Task directions> The complete listing below should be transcribed precisely.
********
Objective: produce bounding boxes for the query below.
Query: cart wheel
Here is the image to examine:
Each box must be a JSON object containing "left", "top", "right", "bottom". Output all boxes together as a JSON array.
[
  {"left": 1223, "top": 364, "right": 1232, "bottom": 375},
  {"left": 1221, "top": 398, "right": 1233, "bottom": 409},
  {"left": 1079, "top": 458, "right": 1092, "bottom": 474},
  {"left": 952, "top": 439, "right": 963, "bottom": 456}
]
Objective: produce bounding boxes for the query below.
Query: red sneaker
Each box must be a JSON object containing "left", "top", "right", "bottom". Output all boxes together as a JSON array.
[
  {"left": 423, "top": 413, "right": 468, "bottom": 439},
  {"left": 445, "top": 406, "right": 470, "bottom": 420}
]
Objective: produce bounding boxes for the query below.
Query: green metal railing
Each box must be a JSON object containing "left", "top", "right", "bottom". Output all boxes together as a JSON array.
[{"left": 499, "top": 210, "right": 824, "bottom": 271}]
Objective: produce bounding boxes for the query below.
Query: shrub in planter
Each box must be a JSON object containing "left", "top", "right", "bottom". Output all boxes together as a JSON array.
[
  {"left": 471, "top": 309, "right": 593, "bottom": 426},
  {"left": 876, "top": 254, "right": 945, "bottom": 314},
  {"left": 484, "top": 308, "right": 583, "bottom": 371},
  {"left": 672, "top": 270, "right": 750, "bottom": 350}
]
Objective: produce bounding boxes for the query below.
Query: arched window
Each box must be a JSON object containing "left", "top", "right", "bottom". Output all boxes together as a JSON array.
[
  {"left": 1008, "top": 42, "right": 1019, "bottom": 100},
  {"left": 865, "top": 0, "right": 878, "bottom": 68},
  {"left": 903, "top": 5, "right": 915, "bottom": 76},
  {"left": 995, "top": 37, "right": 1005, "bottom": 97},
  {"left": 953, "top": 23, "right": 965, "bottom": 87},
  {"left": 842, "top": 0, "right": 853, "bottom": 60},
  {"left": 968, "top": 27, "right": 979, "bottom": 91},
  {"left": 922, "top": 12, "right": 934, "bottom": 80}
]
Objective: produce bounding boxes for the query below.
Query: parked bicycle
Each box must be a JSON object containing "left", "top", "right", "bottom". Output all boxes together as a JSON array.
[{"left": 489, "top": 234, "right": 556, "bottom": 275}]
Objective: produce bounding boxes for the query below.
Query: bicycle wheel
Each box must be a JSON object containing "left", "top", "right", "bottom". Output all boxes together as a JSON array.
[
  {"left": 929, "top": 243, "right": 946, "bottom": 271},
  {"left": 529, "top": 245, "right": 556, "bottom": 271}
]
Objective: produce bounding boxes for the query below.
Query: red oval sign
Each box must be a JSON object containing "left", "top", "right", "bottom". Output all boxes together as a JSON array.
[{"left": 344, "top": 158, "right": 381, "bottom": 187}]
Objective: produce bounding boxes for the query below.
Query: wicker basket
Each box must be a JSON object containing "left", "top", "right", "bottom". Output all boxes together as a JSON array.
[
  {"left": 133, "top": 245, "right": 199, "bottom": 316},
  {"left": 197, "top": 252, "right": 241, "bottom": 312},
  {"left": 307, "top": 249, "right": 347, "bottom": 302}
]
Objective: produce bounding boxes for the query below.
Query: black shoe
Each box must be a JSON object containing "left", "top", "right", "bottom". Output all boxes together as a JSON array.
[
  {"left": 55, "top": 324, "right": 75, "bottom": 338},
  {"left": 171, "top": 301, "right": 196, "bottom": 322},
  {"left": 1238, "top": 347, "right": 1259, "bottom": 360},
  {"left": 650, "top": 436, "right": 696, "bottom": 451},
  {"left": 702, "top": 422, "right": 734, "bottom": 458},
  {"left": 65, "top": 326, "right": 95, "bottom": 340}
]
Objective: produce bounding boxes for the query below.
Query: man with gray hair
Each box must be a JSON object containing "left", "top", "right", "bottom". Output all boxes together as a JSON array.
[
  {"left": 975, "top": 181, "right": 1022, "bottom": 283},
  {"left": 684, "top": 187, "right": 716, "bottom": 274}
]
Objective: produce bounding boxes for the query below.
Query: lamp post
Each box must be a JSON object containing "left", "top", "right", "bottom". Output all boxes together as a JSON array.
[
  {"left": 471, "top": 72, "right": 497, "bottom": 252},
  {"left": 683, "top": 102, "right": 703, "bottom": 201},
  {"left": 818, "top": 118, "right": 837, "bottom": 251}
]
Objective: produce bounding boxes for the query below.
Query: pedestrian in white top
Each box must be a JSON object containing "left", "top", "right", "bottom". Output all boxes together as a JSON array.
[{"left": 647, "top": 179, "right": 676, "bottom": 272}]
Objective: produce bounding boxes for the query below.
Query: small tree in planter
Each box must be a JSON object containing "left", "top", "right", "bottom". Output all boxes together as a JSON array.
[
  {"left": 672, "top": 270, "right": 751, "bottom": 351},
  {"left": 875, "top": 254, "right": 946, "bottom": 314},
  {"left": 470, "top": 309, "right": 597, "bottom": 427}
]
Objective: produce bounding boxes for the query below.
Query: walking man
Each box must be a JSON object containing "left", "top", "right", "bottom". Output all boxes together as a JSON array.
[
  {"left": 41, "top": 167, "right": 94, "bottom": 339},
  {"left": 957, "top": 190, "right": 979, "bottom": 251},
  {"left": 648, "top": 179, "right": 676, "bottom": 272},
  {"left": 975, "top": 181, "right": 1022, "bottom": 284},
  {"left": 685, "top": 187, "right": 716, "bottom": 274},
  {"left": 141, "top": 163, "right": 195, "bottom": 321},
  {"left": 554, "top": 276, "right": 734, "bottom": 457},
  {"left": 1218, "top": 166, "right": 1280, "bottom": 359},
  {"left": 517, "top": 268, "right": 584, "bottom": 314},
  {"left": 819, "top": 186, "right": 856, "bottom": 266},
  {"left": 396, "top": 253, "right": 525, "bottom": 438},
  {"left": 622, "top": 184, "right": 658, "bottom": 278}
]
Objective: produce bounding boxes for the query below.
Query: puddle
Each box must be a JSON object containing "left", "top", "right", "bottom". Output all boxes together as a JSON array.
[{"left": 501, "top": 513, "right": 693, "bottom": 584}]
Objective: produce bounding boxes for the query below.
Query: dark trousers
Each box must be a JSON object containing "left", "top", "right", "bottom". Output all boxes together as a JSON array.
********
Solution for this problem>
Objective: produce bounding boxes for the query below.
Query: cart wheel
Here is the image to examine:
Each box must be a JSON object containing "left", "top", "right", "bottom". Output all boxes together as a JSON array.
[
  {"left": 1223, "top": 364, "right": 1232, "bottom": 375},
  {"left": 1221, "top": 398, "right": 1233, "bottom": 409},
  {"left": 1079, "top": 458, "right": 1092, "bottom": 474},
  {"left": 952, "top": 439, "right": 963, "bottom": 456}
]
Objective: produce bounding boxes for the query below.
Query: red sneaker
Each box must be a JSON object containing "left", "top", "right", "bottom". Output all boxes together as a JSON array.
[
  {"left": 423, "top": 413, "right": 468, "bottom": 439},
  {"left": 445, "top": 406, "right": 470, "bottom": 420}
]
Objective: produce bounding boxes for the query below.
Query: green metal railing
Each box must be a JSON object containing "left", "top", "right", "bottom". Output all boxes together as a JSON array.
[{"left": 499, "top": 210, "right": 824, "bottom": 271}]
Objective: produce bounding boxes for the query below.
Query: shrub in planter
Each box must be a JSON object containing "left", "top", "right", "bottom". Output all boxes together as a JSON array.
[
  {"left": 471, "top": 309, "right": 593, "bottom": 426},
  {"left": 876, "top": 254, "right": 945, "bottom": 314},
  {"left": 484, "top": 308, "right": 583, "bottom": 371},
  {"left": 672, "top": 270, "right": 750, "bottom": 350}
]
Objective: produce bounding boxes for the query below.
Query: arched window
Each box must be a JSON object containing "left", "top", "right", "bottom". Output all boxes together as a JSON array.
[
  {"left": 1008, "top": 42, "right": 1019, "bottom": 100},
  {"left": 865, "top": 0, "right": 878, "bottom": 68},
  {"left": 903, "top": 5, "right": 915, "bottom": 76},
  {"left": 995, "top": 37, "right": 1005, "bottom": 97},
  {"left": 953, "top": 23, "right": 965, "bottom": 87},
  {"left": 842, "top": 0, "right": 853, "bottom": 60},
  {"left": 968, "top": 27, "right": 979, "bottom": 91},
  {"left": 922, "top": 12, "right": 934, "bottom": 80}
]
Objective: produce bounding boxes for the query below.
Query: parked bicycle
Each box must be a JSON object containing "left", "top", "right", "bottom". Output all boxes together as a JSON array.
[{"left": 489, "top": 234, "right": 556, "bottom": 275}]
Objective: produce bounding boxes for the query below.
Query: bicycle wheel
Each box must be a JSON object containing "left", "top", "right", "bottom". Output all boxes together as a JSON array.
[
  {"left": 929, "top": 243, "right": 946, "bottom": 271},
  {"left": 529, "top": 245, "right": 556, "bottom": 271}
]
Objective: produce bounding boxes for the query below.
Query: red oval sign
Each box must be a JSON object containing "left", "top", "right", "bottom". Output all boxes together as a JSON array.
[{"left": 344, "top": 158, "right": 381, "bottom": 187}]
Objective: produce bounding boxes for the query below.
Query: wicker basket
Each box must be a JSON object containing "left", "top", "right", "bottom". Output all boxes together as a JSON array.
[
  {"left": 133, "top": 245, "right": 199, "bottom": 316},
  {"left": 197, "top": 252, "right": 241, "bottom": 312},
  {"left": 307, "top": 249, "right": 347, "bottom": 302}
]
Objective: produce bounding boxes for the query below.
Query: black shoe
Each box must be a JSON object containing "left", "top", "right", "bottom". Output all boxes together as a JSON array.
[
  {"left": 55, "top": 324, "right": 75, "bottom": 338},
  {"left": 171, "top": 301, "right": 196, "bottom": 322},
  {"left": 1238, "top": 347, "right": 1259, "bottom": 360},
  {"left": 650, "top": 436, "right": 696, "bottom": 451},
  {"left": 702, "top": 422, "right": 734, "bottom": 458},
  {"left": 65, "top": 326, "right": 95, "bottom": 340}
]
Objective: produce bounding boxes for the query below.
Query: man with gray hair
Each box must be a JSON object containing "left", "top", "right", "bottom". Output all boxes together as a JSON array.
[
  {"left": 975, "top": 181, "right": 1022, "bottom": 283},
  {"left": 684, "top": 187, "right": 716, "bottom": 274}
]
Objective: produce bounding boxes for the query below.
Query: lamp post
Each box must be a JSON object containing "left", "top", "right", "bottom". Output all boxes together as a JSON array.
[
  {"left": 471, "top": 72, "right": 497, "bottom": 252},
  {"left": 683, "top": 102, "right": 703, "bottom": 201},
  {"left": 818, "top": 118, "right": 837, "bottom": 251}
]
Objective: produce bounding boxes for the query below.
Query: pedestrian in white top
Each box must be a JSON object containing "left", "top", "right", "bottom". Output all boxes together as a JSON array.
[{"left": 647, "top": 179, "right": 676, "bottom": 272}]
Objective: produce bounding boxes for the query below.
Query: small tree in planter
Each box must be a JSON object containing "left", "top", "right", "bottom". Output all boxes together as a JSON array.
[
  {"left": 672, "top": 270, "right": 751, "bottom": 351},
  {"left": 875, "top": 254, "right": 946, "bottom": 314},
  {"left": 470, "top": 309, "right": 597, "bottom": 427}
]
Objective: produce bounding boxes for the query below.
Query: walking man
Each box must be a JSON object containing "left", "top", "right", "bottom". Output all boxes together as a JSON array.
[
  {"left": 41, "top": 167, "right": 94, "bottom": 339},
  {"left": 957, "top": 190, "right": 979, "bottom": 251},
  {"left": 648, "top": 179, "right": 676, "bottom": 272},
  {"left": 975, "top": 181, "right": 1022, "bottom": 284},
  {"left": 685, "top": 187, "right": 716, "bottom": 274},
  {"left": 141, "top": 163, "right": 195, "bottom": 321},
  {"left": 554, "top": 276, "right": 734, "bottom": 457},
  {"left": 1218, "top": 166, "right": 1280, "bottom": 359},
  {"left": 517, "top": 268, "right": 584, "bottom": 314},
  {"left": 819, "top": 186, "right": 856, "bottom": 266},
  {"left": 396, "top": 253, "right": 525, "bottom": 438},
  {"left": 622, "top": 184, "right": 658, "bottom": 278}
]
Objective: produce bounding boxes for the query below.
Query: puddle
Each box must be a JSON object containing "left", "top", "right", "bottom". Output all boxes together as a JSON array.
[{"left": 501, "top": 513, "right": 693, "bottom": 584}]
Objective: produce bounding boxes for the query below.
Query: dark trousers
Each box must be a JSON object containing "left", "top", "right", "bottom". Output all boxes together as a JSON array.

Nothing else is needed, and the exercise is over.